▶ AVAILABLE DATA
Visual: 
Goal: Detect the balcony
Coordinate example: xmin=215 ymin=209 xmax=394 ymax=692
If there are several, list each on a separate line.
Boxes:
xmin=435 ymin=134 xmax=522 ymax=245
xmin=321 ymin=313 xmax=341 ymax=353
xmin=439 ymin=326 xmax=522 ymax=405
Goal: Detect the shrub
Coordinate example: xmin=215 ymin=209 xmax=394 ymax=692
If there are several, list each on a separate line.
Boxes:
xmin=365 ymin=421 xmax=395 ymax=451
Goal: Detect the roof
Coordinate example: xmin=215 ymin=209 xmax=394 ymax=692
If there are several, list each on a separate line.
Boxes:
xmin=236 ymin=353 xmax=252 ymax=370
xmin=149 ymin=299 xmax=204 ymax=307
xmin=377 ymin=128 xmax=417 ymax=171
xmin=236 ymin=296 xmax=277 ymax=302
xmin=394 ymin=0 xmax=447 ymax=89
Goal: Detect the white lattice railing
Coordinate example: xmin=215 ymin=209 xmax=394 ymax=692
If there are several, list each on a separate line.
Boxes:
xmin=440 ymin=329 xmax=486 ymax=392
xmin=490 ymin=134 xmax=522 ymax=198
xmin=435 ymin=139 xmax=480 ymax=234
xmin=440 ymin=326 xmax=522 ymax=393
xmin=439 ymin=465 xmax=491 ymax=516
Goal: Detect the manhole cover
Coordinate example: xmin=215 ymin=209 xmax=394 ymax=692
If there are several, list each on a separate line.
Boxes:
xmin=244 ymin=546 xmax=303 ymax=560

==

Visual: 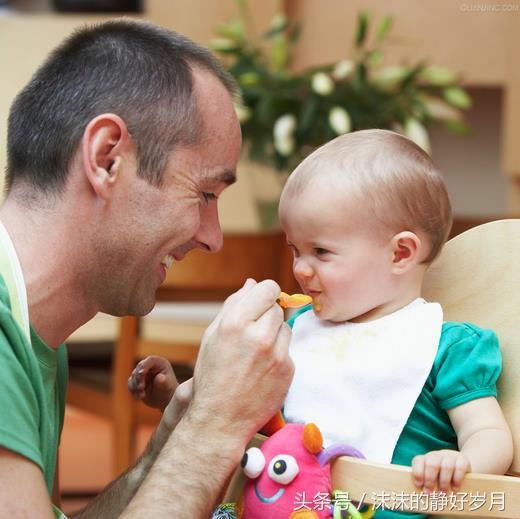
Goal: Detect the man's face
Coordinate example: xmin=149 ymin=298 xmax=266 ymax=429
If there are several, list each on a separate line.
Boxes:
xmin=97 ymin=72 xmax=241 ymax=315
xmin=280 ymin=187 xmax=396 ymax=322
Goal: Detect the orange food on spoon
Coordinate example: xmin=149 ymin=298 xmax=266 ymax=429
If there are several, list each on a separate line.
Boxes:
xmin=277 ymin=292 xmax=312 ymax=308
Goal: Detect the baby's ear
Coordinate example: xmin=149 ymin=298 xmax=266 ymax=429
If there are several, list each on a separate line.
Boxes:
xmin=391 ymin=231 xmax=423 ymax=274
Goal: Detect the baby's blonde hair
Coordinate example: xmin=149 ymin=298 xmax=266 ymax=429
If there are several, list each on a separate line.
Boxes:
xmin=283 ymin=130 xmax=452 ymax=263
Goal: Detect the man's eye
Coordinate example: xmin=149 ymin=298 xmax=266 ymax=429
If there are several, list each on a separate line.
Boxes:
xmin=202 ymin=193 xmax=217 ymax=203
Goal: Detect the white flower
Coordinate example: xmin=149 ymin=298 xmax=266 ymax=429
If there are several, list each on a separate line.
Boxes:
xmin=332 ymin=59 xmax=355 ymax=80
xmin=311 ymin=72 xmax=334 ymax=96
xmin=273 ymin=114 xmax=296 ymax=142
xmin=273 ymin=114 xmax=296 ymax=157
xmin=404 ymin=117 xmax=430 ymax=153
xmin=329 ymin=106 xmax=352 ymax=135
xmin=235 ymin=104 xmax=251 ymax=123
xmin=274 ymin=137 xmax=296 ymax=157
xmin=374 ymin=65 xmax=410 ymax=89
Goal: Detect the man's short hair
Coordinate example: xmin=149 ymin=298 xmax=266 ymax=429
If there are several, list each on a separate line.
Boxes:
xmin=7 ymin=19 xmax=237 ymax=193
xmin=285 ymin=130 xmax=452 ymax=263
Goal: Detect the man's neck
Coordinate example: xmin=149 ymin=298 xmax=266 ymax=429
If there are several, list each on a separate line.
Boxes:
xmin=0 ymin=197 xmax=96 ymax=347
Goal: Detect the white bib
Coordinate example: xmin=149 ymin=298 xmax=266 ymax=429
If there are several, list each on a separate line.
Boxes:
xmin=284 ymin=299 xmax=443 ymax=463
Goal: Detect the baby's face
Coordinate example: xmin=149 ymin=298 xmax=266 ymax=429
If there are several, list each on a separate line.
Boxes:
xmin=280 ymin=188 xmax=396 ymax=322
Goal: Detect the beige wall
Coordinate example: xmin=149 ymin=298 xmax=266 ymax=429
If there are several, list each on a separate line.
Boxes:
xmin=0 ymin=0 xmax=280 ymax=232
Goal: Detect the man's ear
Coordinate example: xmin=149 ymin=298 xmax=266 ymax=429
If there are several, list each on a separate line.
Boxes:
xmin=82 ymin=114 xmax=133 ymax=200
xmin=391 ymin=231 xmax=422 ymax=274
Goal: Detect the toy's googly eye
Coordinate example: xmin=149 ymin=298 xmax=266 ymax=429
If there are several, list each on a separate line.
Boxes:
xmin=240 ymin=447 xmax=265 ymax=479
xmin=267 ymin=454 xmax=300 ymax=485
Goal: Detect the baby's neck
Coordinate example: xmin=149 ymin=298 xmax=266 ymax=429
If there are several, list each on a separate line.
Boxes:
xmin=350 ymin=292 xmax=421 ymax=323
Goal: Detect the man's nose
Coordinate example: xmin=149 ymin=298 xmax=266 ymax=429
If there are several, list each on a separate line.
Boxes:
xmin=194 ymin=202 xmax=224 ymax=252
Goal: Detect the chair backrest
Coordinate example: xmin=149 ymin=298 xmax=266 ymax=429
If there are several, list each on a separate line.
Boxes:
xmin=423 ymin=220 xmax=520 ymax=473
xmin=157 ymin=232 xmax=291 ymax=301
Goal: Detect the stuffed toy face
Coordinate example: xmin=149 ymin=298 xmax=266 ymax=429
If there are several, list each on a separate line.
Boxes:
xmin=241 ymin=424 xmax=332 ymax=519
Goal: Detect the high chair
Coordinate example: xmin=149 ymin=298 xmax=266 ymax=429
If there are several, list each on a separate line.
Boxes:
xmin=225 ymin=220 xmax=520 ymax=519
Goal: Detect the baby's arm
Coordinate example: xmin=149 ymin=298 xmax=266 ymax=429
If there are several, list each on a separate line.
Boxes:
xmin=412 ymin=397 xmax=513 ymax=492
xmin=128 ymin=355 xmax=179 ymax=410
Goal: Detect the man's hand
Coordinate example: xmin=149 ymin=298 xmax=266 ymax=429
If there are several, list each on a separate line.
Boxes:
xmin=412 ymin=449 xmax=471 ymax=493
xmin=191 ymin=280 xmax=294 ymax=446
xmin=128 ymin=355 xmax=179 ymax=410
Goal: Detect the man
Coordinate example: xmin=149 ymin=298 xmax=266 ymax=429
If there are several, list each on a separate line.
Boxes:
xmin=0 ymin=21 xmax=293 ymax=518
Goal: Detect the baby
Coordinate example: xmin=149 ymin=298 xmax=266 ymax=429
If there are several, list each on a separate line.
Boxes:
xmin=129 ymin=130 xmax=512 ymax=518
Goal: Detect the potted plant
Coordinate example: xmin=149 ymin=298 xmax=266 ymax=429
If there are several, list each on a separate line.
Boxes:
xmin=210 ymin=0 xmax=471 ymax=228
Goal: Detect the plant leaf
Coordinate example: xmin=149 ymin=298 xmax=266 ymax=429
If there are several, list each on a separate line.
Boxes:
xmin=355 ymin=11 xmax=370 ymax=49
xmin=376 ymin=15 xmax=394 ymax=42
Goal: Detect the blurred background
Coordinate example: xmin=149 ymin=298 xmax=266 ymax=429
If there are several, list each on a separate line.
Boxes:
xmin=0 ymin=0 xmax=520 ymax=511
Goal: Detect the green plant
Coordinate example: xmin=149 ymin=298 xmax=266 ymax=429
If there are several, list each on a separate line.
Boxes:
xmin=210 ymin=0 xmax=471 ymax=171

▶ YOUR GOAL
Please return the items above unchanged, everything from the line containing "Goal: Detect the beige wall" down to the line containing "xmin=0 ymin=0 xmax=280 ymax=232", both of those lines included.

▶ WRITTEN ANSWER
Goal: Detect the beige wall
Coordinate example: xmin=149 ymin=298 xmax=266 ymax=429
If there are several, list each on a separate line.
Boxes:
xmin=0 ymin=0 xmax=280 ymax=232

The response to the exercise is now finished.